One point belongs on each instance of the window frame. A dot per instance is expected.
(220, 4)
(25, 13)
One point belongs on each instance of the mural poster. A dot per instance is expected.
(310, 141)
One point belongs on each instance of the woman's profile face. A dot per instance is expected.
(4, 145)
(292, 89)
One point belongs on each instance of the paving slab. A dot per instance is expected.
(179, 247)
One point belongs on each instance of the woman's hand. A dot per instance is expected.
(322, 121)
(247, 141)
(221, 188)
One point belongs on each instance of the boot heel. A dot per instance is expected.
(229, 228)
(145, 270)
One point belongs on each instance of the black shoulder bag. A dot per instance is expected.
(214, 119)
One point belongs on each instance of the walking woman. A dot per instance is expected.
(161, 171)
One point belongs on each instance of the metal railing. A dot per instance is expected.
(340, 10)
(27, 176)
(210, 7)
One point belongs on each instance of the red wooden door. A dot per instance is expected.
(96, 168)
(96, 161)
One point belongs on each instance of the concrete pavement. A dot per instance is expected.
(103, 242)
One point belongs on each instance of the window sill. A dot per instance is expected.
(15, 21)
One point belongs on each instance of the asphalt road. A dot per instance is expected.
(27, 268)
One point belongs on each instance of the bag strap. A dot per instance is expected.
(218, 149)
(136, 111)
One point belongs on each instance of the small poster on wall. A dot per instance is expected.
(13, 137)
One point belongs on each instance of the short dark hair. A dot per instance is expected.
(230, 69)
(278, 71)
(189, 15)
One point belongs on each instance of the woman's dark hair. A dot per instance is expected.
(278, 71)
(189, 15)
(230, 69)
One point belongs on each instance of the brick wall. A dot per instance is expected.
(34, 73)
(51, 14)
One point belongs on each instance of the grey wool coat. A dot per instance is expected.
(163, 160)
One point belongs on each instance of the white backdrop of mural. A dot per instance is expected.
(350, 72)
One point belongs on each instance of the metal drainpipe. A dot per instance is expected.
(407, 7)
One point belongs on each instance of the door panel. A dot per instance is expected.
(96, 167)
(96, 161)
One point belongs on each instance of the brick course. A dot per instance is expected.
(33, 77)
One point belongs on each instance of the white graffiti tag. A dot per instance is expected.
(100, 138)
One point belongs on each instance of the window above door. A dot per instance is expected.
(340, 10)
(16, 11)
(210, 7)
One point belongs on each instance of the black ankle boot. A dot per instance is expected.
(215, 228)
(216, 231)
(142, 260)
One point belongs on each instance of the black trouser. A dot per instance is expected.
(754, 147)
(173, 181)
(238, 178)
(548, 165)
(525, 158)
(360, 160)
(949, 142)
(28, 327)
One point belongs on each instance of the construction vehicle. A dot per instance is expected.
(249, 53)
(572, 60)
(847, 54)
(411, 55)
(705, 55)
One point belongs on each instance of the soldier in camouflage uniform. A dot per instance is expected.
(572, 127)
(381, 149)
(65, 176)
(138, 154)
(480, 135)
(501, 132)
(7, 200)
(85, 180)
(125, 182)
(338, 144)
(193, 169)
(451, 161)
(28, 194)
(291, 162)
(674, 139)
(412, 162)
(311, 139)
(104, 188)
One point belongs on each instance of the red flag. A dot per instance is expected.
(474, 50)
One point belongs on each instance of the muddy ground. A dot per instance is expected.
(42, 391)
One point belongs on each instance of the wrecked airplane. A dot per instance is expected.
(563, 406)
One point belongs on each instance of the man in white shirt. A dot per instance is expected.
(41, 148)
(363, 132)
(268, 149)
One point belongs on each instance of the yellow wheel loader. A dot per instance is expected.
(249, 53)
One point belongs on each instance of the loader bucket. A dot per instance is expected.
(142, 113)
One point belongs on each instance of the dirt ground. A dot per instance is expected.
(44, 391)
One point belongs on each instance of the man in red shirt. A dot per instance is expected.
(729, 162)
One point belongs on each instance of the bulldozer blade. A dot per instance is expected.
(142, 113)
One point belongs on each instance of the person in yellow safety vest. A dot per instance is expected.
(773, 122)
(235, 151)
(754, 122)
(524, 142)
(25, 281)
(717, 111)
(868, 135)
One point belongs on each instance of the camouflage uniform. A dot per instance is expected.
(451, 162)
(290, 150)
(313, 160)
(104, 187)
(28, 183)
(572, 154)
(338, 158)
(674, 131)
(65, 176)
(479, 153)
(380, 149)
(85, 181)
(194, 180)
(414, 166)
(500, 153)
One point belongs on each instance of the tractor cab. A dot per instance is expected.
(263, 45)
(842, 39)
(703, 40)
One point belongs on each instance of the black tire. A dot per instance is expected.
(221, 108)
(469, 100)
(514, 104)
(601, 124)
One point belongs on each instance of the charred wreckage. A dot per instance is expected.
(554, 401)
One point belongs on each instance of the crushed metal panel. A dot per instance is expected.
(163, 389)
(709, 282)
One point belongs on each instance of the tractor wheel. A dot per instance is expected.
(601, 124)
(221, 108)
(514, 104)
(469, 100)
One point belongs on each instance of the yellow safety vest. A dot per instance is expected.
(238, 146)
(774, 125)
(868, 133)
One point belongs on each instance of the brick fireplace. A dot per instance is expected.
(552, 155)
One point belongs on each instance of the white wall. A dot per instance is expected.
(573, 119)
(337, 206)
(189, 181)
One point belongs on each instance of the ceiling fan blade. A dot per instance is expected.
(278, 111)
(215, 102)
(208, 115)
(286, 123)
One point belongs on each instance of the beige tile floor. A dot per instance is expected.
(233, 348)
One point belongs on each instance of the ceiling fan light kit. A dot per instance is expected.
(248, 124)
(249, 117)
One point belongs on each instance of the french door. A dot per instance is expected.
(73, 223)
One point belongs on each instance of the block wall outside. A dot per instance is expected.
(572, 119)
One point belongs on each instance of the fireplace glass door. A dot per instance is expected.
━━━━━━━━━━━━━━━━━━━━
## WHAT IS BEING ASKED:
Please reproduce all of the entries exactly as they stand.

## RESULT FOR THIS EXERCISE:
One point belongs on each instance of the window frame. A dot per instance is expected.
(220, 4)
(25, 13)
One point belongs on each instance of the mural poster. A dot per instance is expected.
(310, 141)
One point belongs on each instance of the woman's profile face. A dot per instance is expected.
(4, 145)
(292, 89)
One point belongs on each instance of the paving slab. A dot per instance is expected.
(179, 247)
One point belongs on each instance of the woman's hand. A dot per instance is expected.
(322, 121)
(247, 141)
(221, 188)
One point belongs on each instance of the boot heel. A dot per instance is expected.
(229, 228)
(145, 270)
One point belongs on each instance of the black shoulder bag. A dot per instance is expected.
(214, 119)
One point belongs on each instance of the walking woman. A dot per instance is expected.
(161, 171)
One point belongs on each instance of the metal railing. A dot per instance is expected.
(340, 10)
(27, 176)
(210, 7)
One point belongs on each instance of the red wooden door. A dot per instance is expected.
(96, 168)
(96, 161)
One point belongs on each instance of the concrete pavement. A dot per instance is expected.
(103, 242)
One point belongs on each instance of the window sill. A dot per instance is expected.
(15, 21)
One point belongs on each instance of the asphalt road. A dot per instance is expected.
(27, 268)
One point belongs on each instance of the bag strap. A dot per instance is expected.
(218, 149)
(136, 111)
One point belongs on each instance of the small poster on wall. A dot per instance is expected.
(13, 137)
One point belongs on each instance of the short dark hair. A dot per instance is expected.
(230, 69)
(278, 71)
(189, 15)
One point belongs on each instance of the woman's dark hair. A dot per instance is expected.
(278, 71)
(189, 15)
(230, 69)
One point belongs on each instance of the brick wall. A dot per instance is expected.
(34, 73)
(51, 14)
One point belongs on each instance of the grey wool coat. A dot per instance is expected.
(163, 160)
One point belongs on each instance of the white backdrop of mural. A dot per instance is expected.
(350, 72)
One point belongs on each instance of the metal drainpipe. A dot per instance is expected.
(407, 7)
One point belongs on each instance of the door panel. A dot per instance is expected.
(96, 167)
(96, 161)
One point belongs on each instance of the brick course. A dot per instance is expected.
(33, 77)
One point belongs on each instance of the white graffiti tag. A dot per instance is expected.
(100, 138)
One point belongs on each instance of the window above door. A dot per instance is expected.
(340, 10)
(16, 11)
(210, 7)
One point belongs on each instance of the black ankle boot. A dot per instance is expected.
(215, 228)
(216, 231)
(142, 260)
One point belongs on each instance of the black trouser. A dot per instance is expected.
(754, 147)
(173, 181)
(238, 178)
(548, 165)
(525, 158)
(360, 160)
(949, 142)
(28, 327)
One point belongs on each instance of the construction vehicle. A dot per instance is expected.
(249, 53)
(572, 60)
(847, 54)
(411, 55)
(705, 55)
One point belongs on each instance of the soldier in camouflage uniform. A dot per instance is expected.
(572, 127)
(381, 149)
(65, 176)
(138, 154)
(480, 135)
(501, 132)
(7, 200)
(85, 180)
(125, 182)
(338, 144)
(193, 169)
(451, 161)
(28, 194)
(291, 162)
(674, 139)
(412, 162)
(311, 139)
(104, 188)
One point belongs on each instance of the red flag. A dot per instance is expected.
(474, 50)
One point belongs on each instance of the muddy ground. A dot per instance is expected.
(42, 391)
One point belongs on each instance of the wrecked airplane. A dot per instance is expected.
(563, 406)
One point belongs on each instance of the man in white shirt. A dot per instance is expected.
(41, 148)
(363, 132)
(268, 149)
One point belongs on each instance of the yellow wheel loader. A dot per instance is expected.
(249, 53)
One point belongs on each instance of the loader bucket. A dot per instance is expected.
(142, 113)
One point belongs on each instance of the dirt ground. A dot per instance is expected.
(44, 391)
One point belongs on each instance of the man in red shirt. A dot per instance is expected.
(729, 162)
One point belongs on each instance of the bulldozer blade. A dot per instance is expected.
(142, 113)
One point belongs on each instance of the person in yellow safety vest. A dot per instance is expected.
(773, 122)
(235, 151)
(754, 122)
(524, 142)
(25, 281)
(717, 111)
(868, 135)
One point belongs on each instance of the camouflage uniform. A dot per instance is expected.
(451, 162)
(290, 150)
(313, 160)
(104, 187)
(28, 183)
(572, 154)
(338, 158)
(674, 131)
(65, 176)
(479, 153)
(380, 149)
(85, 181)
(194, 180)
(414, 166)
(500, 153)
One point belongs on each instance of the tractor cab. A dot per instance is expected.
(263, 45)
(842, 39)
(703, 40)
One point belongs on each instance of the black tire. A dot per instance is expected.
(221, 108)
(469, 100)
(514, 104)
(601, 124)
One point belongs on each instance of the charred wreckage. A dot per instance is expected.
(554, 401)
One point belongs on each instance of the crushed metal panel. A dot per instance is expected.
(163, 389)
(709, 282)
One point belongs on each instance of the tractor wheel. A dot per instance is expected.
(601, 124)
(221, 108)
(514, 104)
(469, 100)
One point belongs on each instance of the yellow safety vest. A dot per instance is expected.
(238, 146)
(774, 125)
(868, 133)
One point belongs on each instance of the brick fireplace. A dot per instance is expected.
(552, 155)
One point belongs on each instance of the white wall. A dot per instance is expected.
(573, 119)
(337, 206)
(189, 181)
One point belongs on each instance of the ceiling fan blade. A dot per instance is expected.
(278, 111)
(215, 102)
(208, 115)
(286, 123)
One point belongs on each instance of the beige tile floor. A dot per instance is expected.
(233, 348)
One point belongs on each instance of the ceiling fan light kit. A dot per instance is expected.
(248, 124)
(249, 117)
One point belongs on each instance of the french door. A dot per instance is expected.
(73, 223)
One point belongs on each instance of the block wall outside. A dot per instance is expected.
(572, 119)
One point belongs on each instance of the fireplace glass door. A dot per instance is expected.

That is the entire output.